Page |
J'ai exactement le même probléme, je ne peux pas envoyer de message, ça me dit qu'il y a un probléme avec mon serveur d'envoie (qui est mail.tiscali.fr)
une idée pour résoudre le probléme ?


----------



## pascalformac (21 Décembre 2007)

tu es sur que c'est tiscali?

car tiscali ca n'existe plus ( absorbé par alice)et ca m'étonnerait que les serveurs smtp soient sous ce nom là en 2007

il est plus que probable que c'est le smtp de chez Alice si tu te connectes depuis une connexion Alice


----------



## NewGranger (21 Décembre 2007)

Sur le Mac tout court c'est ce serveur d'envoi là et ça marche très bien, c'est uniquement sur le portable que les messages ne partent pas. 
Après les différences entre l'ordi et le portable et ben l'ordi c'est panthère et le portable c'est léopard, sinon je vois pas, du coup pour les préférences de mail sur le portable on s'est calé sur celle de l'ordi. Ca peut venir du fait que avec leopard ça marche pas de la même façon ou c'est autre chose ?


----------



## pascalformac (22 Décembre 2007)

en ce cas à mon avis le smtp n'est peut etre pas celui que tu indiques (mail.tiscali.fr)
mais
*smtp*.tiscali.fr

essaye ca


----------



## NewGranger (22 Décembre 2007)

Ca marche merci bcp !!!


----------



## ctgall (20 Janvier 2008)

Bonjour, 

J'ai un problème similaire, sauf que ça ne doit pas être un problème de configuration (du moins il ne me semble pas..).

Enregistrements d'un jeu de données
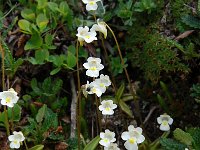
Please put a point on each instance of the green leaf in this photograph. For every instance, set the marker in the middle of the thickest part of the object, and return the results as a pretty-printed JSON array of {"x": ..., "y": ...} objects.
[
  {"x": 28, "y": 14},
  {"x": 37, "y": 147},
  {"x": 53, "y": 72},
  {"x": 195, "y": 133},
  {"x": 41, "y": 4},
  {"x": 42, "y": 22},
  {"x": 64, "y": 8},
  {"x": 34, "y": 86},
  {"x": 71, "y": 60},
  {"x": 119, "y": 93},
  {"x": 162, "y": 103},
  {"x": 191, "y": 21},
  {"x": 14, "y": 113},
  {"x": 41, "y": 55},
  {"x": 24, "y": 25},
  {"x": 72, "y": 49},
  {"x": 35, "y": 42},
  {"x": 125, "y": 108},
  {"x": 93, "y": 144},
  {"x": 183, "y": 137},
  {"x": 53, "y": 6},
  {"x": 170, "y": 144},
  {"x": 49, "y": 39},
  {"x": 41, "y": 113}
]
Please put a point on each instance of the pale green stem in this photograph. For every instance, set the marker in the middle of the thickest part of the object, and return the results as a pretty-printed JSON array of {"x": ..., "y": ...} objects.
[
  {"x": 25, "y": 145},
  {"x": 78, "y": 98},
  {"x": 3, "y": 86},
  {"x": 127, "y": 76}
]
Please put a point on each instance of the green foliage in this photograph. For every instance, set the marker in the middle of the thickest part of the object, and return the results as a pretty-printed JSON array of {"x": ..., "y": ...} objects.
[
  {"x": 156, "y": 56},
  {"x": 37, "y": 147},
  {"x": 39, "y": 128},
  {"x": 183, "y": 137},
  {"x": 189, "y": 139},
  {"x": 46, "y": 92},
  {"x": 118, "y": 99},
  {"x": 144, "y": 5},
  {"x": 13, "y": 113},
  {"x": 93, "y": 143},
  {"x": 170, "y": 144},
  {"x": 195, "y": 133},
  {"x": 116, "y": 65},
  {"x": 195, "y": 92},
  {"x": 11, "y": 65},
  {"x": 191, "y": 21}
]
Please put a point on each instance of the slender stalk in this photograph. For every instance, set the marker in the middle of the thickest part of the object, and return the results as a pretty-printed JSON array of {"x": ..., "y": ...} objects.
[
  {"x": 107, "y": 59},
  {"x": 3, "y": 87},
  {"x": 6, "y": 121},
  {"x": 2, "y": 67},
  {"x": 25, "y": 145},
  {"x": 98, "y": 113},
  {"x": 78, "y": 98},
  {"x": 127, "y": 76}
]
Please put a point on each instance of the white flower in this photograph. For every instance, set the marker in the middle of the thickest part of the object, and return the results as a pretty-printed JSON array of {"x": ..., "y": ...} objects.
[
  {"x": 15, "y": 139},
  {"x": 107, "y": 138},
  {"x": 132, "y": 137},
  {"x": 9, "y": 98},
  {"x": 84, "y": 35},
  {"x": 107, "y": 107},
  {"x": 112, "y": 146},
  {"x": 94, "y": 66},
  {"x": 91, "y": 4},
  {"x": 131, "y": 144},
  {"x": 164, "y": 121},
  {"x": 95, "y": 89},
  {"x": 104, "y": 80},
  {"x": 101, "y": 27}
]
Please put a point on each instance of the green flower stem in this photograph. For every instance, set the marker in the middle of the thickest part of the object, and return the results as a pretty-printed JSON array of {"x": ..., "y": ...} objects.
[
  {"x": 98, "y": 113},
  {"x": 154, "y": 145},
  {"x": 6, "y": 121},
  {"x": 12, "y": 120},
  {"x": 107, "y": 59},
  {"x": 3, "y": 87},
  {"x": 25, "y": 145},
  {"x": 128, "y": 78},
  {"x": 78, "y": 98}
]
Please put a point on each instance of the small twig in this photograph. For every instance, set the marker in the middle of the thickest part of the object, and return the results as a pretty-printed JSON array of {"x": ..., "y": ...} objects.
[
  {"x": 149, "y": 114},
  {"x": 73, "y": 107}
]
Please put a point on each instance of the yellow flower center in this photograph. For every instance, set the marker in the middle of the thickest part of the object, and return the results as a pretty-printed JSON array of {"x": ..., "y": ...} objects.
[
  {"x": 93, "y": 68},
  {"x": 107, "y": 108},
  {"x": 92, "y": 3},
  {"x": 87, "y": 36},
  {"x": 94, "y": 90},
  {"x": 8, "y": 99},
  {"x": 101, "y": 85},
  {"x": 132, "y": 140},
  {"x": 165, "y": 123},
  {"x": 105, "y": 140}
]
* * *
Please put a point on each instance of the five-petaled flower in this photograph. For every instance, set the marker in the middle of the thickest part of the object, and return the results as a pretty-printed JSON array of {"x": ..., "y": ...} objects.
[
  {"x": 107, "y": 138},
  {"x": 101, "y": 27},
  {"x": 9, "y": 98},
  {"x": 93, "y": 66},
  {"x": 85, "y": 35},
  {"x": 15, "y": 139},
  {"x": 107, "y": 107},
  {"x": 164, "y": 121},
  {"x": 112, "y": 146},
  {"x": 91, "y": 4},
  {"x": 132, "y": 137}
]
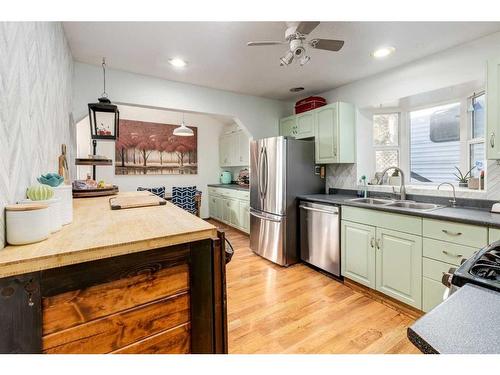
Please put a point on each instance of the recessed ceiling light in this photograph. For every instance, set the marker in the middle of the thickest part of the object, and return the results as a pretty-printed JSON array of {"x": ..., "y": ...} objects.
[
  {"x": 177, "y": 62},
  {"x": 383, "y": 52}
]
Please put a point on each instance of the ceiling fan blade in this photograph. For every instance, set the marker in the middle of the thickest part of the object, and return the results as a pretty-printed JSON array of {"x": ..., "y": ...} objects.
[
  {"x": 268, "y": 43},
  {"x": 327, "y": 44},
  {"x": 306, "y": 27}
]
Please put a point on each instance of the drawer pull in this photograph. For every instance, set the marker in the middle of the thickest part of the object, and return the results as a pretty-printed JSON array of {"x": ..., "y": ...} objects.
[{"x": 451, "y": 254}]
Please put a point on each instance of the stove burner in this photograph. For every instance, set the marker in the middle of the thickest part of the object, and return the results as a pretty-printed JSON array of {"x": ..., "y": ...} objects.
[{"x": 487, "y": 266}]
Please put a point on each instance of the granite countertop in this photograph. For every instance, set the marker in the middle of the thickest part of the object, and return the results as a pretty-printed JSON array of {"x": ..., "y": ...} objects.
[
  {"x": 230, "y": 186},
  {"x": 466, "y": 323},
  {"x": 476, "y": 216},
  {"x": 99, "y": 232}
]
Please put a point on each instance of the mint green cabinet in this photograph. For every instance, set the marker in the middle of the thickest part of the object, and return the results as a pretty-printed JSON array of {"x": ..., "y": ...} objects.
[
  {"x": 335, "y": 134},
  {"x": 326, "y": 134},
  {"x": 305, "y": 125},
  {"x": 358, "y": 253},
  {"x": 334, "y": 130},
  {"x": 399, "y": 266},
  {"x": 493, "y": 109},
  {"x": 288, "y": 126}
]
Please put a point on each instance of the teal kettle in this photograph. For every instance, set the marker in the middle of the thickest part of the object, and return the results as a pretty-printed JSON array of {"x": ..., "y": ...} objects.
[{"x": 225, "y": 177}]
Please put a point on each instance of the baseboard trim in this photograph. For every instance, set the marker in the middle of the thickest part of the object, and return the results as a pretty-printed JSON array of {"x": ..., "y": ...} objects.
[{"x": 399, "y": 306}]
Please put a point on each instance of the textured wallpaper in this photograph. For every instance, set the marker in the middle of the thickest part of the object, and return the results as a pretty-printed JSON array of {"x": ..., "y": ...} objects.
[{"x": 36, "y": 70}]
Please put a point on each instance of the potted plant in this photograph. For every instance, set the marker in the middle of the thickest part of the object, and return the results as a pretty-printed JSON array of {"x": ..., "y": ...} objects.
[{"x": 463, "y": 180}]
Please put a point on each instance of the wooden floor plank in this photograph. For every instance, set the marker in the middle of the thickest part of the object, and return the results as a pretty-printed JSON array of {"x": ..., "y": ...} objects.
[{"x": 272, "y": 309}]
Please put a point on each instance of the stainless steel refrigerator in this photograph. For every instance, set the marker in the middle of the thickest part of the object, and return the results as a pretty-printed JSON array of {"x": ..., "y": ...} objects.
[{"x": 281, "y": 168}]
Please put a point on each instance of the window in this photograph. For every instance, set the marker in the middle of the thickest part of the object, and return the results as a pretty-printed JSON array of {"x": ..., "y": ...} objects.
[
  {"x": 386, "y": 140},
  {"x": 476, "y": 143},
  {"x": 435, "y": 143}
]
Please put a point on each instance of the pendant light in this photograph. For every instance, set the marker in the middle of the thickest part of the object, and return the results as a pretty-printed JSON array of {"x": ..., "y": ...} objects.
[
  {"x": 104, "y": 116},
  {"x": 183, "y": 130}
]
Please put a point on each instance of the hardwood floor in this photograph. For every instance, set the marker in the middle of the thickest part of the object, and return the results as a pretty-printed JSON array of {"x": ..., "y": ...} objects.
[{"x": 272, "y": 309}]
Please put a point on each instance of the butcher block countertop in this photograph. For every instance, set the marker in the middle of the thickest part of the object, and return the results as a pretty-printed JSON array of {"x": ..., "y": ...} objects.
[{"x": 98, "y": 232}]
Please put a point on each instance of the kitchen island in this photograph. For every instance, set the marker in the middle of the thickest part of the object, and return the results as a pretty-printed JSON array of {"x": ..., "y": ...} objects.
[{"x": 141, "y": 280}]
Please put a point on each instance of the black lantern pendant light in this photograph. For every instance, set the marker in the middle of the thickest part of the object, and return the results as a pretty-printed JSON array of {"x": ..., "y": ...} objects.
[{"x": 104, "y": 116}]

Consignes |
**1.** Recopiez à l'identique le passage du fil de discussion sur le serveur d'envoi qui commence par « ## NewGranger (21 » et se poursuit jusqu'à « autre chose ? ».
**2.** Combien de lignes contiennent la chaîne « kettle », en tenant compte de la casse ? Donnez uniquement ce nombre.
Le fil de discussion et les lignes n'ont aucun rapport entre eux.

Réponses aux exercices |
**1.**
## NewGranger (21 Décembre 2007)

Sur le Mac tout court c'est ce serveur d'envoi là et ça marche très bien, c'est uniquement sur le portable que les messages ne partent pas. 
Après les différences entre l'ordi et le portable et ben l'ordi c'est panthère et le portable c'est léopard, sinon je vois pas, du coup pour les préférences de mail sur le portable on s'est calé sur celle de l'ordi. Ca peut venir du fait que avec leopard ça marche pas de la même façon ou c'est autre chose ?

**2.** 1